Directive
Change every occurrence of "record a point" to "mark a point" in the items below, and leave all other wording as it is.

Provided information

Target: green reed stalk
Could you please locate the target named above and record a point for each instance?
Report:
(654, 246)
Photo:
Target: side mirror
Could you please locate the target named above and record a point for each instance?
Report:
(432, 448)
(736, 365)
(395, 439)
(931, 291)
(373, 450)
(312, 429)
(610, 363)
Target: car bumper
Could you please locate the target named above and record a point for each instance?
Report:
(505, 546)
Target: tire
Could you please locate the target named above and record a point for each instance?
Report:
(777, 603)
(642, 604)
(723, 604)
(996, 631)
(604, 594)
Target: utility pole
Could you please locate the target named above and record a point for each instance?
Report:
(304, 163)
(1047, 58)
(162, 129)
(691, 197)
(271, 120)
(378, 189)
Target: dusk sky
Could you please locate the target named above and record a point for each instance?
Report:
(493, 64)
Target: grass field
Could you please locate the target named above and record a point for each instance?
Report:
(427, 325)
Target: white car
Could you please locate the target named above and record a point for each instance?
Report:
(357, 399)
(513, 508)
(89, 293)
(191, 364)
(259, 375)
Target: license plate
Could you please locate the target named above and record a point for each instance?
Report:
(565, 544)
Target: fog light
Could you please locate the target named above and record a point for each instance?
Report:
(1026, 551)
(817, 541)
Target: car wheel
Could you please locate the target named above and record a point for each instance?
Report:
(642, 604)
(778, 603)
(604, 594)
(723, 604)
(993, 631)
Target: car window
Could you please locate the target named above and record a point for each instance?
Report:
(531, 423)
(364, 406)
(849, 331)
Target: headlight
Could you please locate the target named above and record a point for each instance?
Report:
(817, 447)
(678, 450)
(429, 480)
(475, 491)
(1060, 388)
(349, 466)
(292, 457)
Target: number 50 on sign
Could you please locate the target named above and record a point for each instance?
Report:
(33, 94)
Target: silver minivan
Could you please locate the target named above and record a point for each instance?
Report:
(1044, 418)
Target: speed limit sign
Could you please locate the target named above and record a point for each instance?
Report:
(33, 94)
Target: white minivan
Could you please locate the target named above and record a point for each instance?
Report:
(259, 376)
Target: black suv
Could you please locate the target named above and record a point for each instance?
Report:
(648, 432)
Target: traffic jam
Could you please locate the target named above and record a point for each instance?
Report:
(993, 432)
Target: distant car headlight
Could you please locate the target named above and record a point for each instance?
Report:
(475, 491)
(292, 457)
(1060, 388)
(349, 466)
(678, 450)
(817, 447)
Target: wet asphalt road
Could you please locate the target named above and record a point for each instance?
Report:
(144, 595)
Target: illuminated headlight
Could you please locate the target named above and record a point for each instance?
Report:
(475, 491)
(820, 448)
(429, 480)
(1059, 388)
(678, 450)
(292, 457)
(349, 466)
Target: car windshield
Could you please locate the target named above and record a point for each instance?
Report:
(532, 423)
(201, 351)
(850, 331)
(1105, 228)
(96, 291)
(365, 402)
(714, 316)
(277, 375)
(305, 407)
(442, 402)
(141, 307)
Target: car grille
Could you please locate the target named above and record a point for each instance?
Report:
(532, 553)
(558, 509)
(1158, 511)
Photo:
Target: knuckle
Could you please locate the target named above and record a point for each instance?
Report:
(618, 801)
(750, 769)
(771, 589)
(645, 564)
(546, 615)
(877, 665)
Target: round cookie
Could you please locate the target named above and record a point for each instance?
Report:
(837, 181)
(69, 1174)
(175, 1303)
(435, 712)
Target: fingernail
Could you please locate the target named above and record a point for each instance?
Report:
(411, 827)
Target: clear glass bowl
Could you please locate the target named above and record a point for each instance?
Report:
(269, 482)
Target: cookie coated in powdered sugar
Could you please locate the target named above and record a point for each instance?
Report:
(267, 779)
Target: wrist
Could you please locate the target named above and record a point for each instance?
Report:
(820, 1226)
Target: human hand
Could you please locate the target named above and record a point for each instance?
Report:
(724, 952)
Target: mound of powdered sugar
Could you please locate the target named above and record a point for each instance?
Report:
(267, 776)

Result for this task
Target: green reed stalk
Could you please locate the target named above and mark a point for each instance?
Report:
(654, 246)
Photo:
Target: side mirror
Could you please locate the target named above and mark a point for each instance?
Report:
(432, 448)
(736, 365)
(395, 439)
(931, 291)
(373, 450)
(312, 429)
(610, 363)
Target: car bumper
Could you please locate the target named above and mark a point for each instance?
Report:
(505, 546)
Target: tire
Could you please locate the target named above and mark a point for each instance?
Report:
(777, 603)
(642, 604)
(723, 604)
(996, 631)
(604, 594)
Target: utility pole
Could you please locate the target named above and mark a point for each instance?
Report:
(304, 163)
(1047, 58)
(162, 129)
(691, 197)
(271, 120)
(378, 189)
Target: dusk sky
Could you please locate the target named above and mark a point for each instance?
Report:
(493, 64)
Target: grass field
Could you please locate the target named above and mark a point for each instance?
Report:
(427, 325)
Target: white car
Could you please locate the target named above and mark a point for each instance?
Report:
(357, 399)
(513, 508)
(89, 293)
(191, 364)
(259, 375)
Target: license plate
Could you please locate the target named above and mark a point for each instance?
Report:
(565, 544)
Target: fog light
Could you please locate the target named above and mark a point for each instance?
Report:
(1026, 551)
(817, 541)
Target: car wheel
Could you please locate the target named above and mark a point for each instance?
Report:
(642, 604)
(778, 603)
(604, 594)
(723, 604)
(993, 631)
Target: car window
Could you please locate the target named above and mark a point for each instance?
Report:
(531, 423)
(364, 406)
(849, 331)
Target: headlight
Could you please locate the target named above and mark a point for each instance?
Report:
(817, 447)
(678, 450)
(429, 480)
(475, 491)
(1060, 388)
(349, 466)
(292, 457)
Target: number 50 on sign
Could you please locate the target named above and mark a point for each instance?
Report:
(33, 94)
Target: silver minivan
Could you please locate the target named above and mark a point for each instance?
Report:
(1044, 418)
Target: speed limit sign
Could you please locate the target named above and mark a point for each instance?
Report:
(33, 94)
Target: white minivan
Could you please locate the target named above and mark a point for each instance?
Report:
(259, 376)
Target: black suv
Could you please locate the target named above and mark a point for each instance?
Report:
(648, 432)
Target: traffic jam
Could you please locate the target named above and mark a point for each instance?
Report:
(993, 432)
Target: distant car headlight
Could you please locate the target named above and mark a point for each instance?
Report:
(475, 491)
(292, 457)
(1060, 388)
(349, 466)
(678, 450)
(817, 447)
Target: wet asphalt road
Could you please locate the target named above and mark a point for each instance?
Report:
(144, 595)
Target: illuminated headlight
Could you please locate the target named above and mark a point for each instance?
Report:
(475, 491)
(820, 448)
(429, 480)
(1059, 388)
(678, 450)
(292, 457)
(349, 466)
Target: car windshield
Could you please locate the target named above and mark a point for each instance?
Report:
(532, 423)
(201, 351)
(850, 331)
(1105, 228)
(96, 291)
(365, 402)
(714, 316)
(277, 375)
(305, 407)
(442, 402)
(141, 307)
Target: car grille
Could you please locate the target named above and mark a point for each instance?
Report:
(532, 553)
(558, 509)
(1158, 511)
Photo:
Target: knuckle
Could you please locate the target named above and mark a point for each instance?
Report:
(618, 801)
(750, 769)
(771, 589)
(645, 564)
(546, 615)
(877, 665)
Target: round cookie
Could you please locate the target named above and mark a point for each instance?
Report:
(837, 181)
(69, 1174)
(175, 1303)
(435, 712)
Target: fingernail
Could you please locate the target named above and mark a point for each instance?
Report:
(411, 827)
Target: clear glass bowl
Could you please locate the target named above and mark a point for each instance?
Report:
(269, 482)
Target: cookie coated in powdered sugar
Could you please locate the target named above and mark a point for each instance?
Report:
(267, 779)
Target: wrist
Could you please locate the target named above and mark a point for each instance?
Report:
(820, 1226)
Target: human hand
Could you please locate the target named above and mark a point for each instance?
Report:
(724, 952)
Target: mound of powdered sugar
Could you please locate the target named above and mark a point for each instance?
Report:
(267, 776)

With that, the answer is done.